[Begin Data lines]
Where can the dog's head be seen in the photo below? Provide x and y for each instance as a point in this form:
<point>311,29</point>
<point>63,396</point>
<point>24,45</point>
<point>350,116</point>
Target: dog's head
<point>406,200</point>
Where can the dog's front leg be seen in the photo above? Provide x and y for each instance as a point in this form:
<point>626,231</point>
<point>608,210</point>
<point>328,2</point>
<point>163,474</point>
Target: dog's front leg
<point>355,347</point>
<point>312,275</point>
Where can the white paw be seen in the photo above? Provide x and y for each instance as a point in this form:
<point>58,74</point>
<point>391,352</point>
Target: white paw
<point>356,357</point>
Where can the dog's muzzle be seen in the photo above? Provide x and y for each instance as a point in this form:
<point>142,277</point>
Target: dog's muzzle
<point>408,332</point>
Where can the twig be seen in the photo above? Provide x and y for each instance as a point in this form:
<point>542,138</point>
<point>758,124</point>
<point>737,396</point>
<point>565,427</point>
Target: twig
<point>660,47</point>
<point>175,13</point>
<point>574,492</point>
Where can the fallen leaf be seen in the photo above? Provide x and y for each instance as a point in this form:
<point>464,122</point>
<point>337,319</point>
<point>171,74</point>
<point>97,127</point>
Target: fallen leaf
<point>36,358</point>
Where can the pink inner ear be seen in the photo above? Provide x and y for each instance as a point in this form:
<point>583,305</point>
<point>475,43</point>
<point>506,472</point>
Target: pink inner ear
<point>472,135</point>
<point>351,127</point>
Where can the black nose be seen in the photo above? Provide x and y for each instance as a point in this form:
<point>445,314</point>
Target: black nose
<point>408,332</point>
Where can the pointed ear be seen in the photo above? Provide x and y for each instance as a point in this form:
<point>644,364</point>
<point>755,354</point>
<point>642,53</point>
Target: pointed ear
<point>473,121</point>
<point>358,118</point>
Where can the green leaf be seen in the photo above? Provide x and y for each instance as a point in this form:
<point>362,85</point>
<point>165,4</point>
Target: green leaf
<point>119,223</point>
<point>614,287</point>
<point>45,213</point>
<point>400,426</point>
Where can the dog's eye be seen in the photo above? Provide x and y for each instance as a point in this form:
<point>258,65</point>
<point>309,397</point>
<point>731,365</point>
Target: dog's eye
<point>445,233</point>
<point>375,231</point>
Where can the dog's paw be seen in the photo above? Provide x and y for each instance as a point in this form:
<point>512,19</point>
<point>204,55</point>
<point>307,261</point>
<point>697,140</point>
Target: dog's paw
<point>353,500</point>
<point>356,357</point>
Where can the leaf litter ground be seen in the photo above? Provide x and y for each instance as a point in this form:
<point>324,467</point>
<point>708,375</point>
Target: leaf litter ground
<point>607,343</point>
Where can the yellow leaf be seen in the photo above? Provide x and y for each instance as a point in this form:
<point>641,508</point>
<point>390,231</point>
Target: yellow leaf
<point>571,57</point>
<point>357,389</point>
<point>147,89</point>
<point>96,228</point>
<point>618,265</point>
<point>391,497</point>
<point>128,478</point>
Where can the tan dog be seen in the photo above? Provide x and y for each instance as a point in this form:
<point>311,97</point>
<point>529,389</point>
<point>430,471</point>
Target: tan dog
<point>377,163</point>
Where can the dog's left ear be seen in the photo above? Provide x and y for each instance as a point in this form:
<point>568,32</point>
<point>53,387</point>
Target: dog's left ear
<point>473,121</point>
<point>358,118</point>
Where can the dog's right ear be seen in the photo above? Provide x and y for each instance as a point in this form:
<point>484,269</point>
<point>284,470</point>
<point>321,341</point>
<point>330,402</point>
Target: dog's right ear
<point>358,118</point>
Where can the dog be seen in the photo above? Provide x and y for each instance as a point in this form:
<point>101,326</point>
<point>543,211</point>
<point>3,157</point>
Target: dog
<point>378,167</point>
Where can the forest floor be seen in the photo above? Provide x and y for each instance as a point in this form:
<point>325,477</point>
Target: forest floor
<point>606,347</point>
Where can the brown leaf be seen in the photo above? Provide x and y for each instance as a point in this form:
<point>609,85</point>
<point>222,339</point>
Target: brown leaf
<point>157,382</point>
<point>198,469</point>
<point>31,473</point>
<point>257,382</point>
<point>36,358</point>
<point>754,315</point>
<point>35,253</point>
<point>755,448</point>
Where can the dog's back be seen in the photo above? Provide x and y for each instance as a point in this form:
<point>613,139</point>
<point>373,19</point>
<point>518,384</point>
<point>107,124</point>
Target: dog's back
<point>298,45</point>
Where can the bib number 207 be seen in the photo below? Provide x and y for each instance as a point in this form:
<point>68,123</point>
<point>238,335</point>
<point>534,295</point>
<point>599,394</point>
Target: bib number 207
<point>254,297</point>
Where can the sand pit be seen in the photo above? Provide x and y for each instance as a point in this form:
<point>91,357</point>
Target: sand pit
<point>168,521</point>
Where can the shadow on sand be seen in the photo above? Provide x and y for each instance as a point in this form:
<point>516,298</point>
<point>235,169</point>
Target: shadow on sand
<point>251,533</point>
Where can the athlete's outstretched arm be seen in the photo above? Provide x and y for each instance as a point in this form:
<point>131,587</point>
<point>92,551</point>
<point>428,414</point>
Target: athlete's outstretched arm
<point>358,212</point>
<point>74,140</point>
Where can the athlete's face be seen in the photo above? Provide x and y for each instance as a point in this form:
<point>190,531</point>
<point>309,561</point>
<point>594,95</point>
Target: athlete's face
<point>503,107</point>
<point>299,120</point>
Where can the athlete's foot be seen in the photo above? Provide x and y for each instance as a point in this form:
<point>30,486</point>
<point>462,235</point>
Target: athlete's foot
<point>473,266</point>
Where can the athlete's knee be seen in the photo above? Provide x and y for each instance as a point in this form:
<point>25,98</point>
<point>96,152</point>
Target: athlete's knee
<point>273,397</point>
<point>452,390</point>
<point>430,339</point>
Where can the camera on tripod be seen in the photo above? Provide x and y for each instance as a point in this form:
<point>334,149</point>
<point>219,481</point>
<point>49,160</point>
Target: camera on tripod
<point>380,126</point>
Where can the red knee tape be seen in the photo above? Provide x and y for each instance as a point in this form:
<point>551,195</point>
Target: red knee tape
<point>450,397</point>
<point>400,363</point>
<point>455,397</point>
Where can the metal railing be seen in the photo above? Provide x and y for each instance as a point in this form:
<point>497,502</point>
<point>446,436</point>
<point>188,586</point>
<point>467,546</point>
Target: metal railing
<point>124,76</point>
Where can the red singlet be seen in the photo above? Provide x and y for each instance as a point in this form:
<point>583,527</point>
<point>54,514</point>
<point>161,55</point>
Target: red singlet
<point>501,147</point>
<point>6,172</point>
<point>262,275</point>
[End Data lines]
> [Goal of the exercise]
Which lines run from the one containing "Where can the camera" to the end of the entries above? Quote exactly those, and only those.

> [Written answer]
Where can the camera on tripod be seen in the photo above? Provide x and y for each instance as a point in this form:
<point>334,149</point>
<point>219,481</point>
<point>49,160</point>
Target: camera on tripod
<point>380,126</point>
Where can the red knee tape be seen in the photo above? Provide x and y for each instance as a point in this form:
<point>551,195</point>
Target: red knee tape
<point>450,397</point>
<point>400,363</point>
<point>455,397</point>
Where can the metal railing be seen in the photo above? Provide x and y for each instance as a point in this form:
<point>497,502</point>
<point>446,436</point>
<point>188,586</point>
<point>467,546</point>
Target: metal railing
<point>124,76</point>
Where can the red singlet be seen in the photo above? Provide x and y for each instance as a point in this form:
<point>583,527</point>
<point>54,514</point>
<point>161,55</point>
Target: red singlet
<point>501,147</point>
<point>6,172</point>
<point>262,275</point>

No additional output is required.